- [Selected excerpt]:
══════════════════════════════

As we pass the mid-year point of 2007,
it’s a good time to perform a status
check on the various financial processes your small company has in place
to meet the reporting requirements you’ll
face. Staying up-to-date with the ever-changing landscape of financial reporting
standards can be a challenge.
Smart Business asked Sheldon D.
Zimmerman, CPA, audit principal of
Tauber & Balser, P.C., about the top financial reporting challenges for CFOs of small
SEC filers.
When will small public companies be
required to comply with Sarbanes Oxley?
The Public Company Accounting
Oversight Board (PCAOB) recently adopted Auditing Standard No. 5, An Audit of
Internal Control Over Financial Reporting
that is Integrated with an Audit of Financial
Statements, to replace its previous internal
control auditing standard, Auditing
Standard No. 2. The new standard, known
as AS5, is less burdensome for smaller public companies and will put small businesses on track for compliance with section
404 of Sarbanes Oxley, possibly as early as
this summer.
AS5 is principles-based and written to be
simpler than AS2, which has been criticized as being too difficult to adhere to,
especially for smaller public companies.

══════════════════════════════

- [Records supplied]:
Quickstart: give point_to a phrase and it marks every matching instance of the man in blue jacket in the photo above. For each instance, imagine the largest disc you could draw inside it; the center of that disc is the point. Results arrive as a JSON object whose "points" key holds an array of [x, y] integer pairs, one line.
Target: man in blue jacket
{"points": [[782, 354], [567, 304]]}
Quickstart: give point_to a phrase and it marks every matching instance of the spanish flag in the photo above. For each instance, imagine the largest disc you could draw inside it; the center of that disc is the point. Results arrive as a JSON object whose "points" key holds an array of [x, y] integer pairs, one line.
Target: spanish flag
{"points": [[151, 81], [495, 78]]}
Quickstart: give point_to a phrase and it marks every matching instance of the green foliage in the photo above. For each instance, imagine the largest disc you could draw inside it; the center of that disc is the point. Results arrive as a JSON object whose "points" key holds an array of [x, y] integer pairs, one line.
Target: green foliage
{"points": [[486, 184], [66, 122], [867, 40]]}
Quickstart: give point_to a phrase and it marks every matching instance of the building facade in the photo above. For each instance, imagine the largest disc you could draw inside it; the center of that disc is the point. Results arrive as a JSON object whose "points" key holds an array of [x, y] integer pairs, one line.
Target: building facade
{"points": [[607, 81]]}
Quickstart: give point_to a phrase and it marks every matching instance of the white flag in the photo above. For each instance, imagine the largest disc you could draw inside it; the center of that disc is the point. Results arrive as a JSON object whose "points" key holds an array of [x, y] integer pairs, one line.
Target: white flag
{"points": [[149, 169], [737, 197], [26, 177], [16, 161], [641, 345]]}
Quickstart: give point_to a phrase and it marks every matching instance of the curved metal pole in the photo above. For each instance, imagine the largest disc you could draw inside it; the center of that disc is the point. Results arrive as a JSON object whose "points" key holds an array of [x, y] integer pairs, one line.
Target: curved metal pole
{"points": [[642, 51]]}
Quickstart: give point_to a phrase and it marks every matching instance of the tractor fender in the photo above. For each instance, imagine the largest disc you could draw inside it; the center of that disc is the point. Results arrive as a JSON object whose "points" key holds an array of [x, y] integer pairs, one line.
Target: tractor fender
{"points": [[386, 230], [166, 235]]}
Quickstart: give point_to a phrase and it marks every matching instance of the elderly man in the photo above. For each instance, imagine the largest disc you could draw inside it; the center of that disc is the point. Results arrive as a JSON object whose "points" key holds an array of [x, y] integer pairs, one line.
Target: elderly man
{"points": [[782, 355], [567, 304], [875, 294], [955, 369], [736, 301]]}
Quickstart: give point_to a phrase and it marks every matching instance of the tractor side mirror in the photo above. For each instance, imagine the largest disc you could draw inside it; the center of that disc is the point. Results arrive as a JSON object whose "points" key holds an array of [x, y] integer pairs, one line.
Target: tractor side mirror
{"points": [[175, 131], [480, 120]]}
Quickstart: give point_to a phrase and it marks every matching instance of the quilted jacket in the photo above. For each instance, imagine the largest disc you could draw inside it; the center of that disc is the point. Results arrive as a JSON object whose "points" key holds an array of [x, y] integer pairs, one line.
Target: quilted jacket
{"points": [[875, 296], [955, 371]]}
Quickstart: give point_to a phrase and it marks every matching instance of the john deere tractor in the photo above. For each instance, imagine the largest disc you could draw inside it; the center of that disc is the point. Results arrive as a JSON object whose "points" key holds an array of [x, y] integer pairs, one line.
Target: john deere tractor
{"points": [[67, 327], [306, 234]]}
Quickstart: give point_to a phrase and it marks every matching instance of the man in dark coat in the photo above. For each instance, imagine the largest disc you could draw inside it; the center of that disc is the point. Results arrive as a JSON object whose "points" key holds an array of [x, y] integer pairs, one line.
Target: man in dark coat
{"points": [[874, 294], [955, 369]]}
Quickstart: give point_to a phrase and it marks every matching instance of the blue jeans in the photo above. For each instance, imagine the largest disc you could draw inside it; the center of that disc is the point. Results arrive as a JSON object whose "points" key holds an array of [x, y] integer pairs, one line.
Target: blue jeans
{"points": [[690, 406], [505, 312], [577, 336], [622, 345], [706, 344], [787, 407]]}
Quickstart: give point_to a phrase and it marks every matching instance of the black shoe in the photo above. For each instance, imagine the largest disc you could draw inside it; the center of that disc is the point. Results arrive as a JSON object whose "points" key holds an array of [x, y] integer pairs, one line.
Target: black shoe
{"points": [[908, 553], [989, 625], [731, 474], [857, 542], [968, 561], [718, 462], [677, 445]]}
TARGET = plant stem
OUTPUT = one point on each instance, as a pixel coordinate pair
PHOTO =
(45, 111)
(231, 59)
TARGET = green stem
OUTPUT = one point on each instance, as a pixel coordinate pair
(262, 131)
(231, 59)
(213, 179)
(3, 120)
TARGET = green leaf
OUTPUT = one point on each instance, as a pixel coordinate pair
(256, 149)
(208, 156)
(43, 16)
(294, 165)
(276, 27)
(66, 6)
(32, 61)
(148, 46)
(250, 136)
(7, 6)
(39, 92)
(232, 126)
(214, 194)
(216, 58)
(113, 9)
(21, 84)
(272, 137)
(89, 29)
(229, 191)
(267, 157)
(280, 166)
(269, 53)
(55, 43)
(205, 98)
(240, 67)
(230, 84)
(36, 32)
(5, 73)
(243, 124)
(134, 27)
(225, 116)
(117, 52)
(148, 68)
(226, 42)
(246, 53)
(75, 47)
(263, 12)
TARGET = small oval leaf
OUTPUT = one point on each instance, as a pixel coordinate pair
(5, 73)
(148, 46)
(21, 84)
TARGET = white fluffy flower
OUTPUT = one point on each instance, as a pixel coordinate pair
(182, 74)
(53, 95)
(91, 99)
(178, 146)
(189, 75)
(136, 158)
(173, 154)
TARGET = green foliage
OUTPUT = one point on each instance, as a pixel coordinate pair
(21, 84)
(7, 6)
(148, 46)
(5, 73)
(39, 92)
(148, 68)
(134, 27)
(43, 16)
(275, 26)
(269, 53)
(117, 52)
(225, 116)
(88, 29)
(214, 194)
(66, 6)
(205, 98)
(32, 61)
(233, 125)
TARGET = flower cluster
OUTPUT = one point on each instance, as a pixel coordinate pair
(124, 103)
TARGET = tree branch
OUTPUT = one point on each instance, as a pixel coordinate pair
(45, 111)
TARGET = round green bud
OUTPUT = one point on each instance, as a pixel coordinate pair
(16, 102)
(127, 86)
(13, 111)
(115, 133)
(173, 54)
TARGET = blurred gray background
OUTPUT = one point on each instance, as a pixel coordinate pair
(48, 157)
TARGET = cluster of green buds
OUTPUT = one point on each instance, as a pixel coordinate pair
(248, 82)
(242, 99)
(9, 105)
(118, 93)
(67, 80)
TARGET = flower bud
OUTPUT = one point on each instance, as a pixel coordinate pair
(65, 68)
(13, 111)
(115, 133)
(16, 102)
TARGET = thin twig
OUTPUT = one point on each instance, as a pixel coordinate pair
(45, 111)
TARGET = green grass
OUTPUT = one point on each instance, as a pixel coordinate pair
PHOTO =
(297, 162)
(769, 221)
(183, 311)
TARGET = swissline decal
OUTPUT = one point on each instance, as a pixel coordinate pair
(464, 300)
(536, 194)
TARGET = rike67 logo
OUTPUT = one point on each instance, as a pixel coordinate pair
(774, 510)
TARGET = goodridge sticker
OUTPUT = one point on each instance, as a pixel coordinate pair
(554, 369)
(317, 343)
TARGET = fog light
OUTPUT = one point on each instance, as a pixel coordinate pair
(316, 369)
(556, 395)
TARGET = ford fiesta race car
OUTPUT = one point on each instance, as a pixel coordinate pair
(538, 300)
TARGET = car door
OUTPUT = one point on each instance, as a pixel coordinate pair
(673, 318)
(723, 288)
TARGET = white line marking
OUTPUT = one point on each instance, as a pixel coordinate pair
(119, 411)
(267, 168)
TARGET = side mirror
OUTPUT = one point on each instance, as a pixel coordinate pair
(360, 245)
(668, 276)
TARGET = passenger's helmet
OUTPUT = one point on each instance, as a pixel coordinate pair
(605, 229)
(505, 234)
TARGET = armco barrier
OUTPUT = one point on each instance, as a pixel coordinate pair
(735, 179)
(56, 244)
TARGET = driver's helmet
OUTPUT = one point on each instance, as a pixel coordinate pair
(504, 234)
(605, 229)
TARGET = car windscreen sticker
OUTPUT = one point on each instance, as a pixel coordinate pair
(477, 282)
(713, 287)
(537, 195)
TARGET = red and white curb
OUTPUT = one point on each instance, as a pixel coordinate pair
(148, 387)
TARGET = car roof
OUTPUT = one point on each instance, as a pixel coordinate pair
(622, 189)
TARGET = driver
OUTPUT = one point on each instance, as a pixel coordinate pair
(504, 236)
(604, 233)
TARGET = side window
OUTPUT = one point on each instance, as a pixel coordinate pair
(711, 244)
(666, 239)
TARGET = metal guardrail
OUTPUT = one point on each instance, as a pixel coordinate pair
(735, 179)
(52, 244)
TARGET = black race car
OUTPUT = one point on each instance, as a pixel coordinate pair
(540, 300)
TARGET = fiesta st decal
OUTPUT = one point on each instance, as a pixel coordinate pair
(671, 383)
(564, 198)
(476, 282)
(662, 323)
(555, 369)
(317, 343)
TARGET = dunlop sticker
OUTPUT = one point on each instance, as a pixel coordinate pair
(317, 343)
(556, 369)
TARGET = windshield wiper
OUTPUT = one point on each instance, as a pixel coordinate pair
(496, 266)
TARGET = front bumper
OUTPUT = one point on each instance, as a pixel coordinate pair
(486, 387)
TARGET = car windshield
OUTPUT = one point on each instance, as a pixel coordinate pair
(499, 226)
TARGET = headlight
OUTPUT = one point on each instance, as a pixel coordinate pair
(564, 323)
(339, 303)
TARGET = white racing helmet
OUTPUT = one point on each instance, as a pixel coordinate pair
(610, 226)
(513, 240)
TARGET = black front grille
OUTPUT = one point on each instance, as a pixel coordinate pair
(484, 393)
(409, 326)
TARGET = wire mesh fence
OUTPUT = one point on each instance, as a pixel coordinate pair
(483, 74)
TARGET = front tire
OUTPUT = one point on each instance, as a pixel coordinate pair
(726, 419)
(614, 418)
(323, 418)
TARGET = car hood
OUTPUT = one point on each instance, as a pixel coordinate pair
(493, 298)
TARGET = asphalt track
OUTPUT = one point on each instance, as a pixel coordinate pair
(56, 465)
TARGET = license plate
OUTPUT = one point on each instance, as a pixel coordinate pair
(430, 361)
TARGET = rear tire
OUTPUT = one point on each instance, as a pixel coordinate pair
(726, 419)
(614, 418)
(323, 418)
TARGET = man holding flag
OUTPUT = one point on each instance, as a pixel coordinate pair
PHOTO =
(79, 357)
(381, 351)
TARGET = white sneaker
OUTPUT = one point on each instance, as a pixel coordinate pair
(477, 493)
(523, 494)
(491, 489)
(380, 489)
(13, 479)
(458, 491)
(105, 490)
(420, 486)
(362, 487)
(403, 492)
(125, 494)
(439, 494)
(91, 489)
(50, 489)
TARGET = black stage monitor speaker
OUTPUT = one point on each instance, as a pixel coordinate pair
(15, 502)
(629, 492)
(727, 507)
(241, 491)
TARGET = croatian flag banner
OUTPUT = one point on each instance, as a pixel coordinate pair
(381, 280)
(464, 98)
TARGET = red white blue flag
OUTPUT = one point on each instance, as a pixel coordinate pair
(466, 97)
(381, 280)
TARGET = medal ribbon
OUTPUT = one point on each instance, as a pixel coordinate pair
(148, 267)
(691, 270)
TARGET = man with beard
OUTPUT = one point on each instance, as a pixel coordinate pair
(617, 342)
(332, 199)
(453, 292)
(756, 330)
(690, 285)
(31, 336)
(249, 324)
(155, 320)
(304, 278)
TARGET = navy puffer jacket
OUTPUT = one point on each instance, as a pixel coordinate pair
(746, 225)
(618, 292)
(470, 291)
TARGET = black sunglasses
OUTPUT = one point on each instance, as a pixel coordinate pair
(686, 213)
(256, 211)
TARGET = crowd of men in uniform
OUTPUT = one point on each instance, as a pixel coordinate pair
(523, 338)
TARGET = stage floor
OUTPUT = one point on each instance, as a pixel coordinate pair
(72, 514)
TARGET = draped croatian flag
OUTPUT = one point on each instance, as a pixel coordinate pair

══════════════════════════════

Continue the interview on financial reporting challenges for small public companies, starting right after its last sentence.

The Securities and Exchange Commission is expected to approve AS5 this summer, which would require compliance for
small businesses [market capitalization of
less than $75 million]. Companies would
have to begin complying with the management assessment portion of 404, although
full compliance would not begin until
March 2009.
What are some of the other financial reporting challenges for CFOs of small companies?
There are a number of areas on which
small company CFOs should focus, including:
Uncertain tax positions — FASB’s
(The Financial Accounting Standards
Board) FIN No. 48, Accounting for
Uncertainty in Income Taxes, became
effective for public companies beginning
the first quarter of 2007. Many have already
started the process, however, we have seen
a number of cases where the process has
been implemented in a rather cursory manner, so there will need to be fine-tuning
before the end of this year.
XBRL — Interactive data technologies
based on eXtensible Business Reporting
Language (XBRL) provide a way to
improve the timeliness, accuracy and
accessibility of business information. The
SEC and other regulators around the world
are launching initiatives to encourage companies to report in XBRL.
Complex debt and equity transactions — Many smaller companies have
complex debt and equity structures that
typically contain complicated provisions
such as beneficial conversions. Since these
transactions are so complex, they need to
be evaluated by the accountants to make
sure the company’s management team
understands the financial statement implications before they enter into the agreements.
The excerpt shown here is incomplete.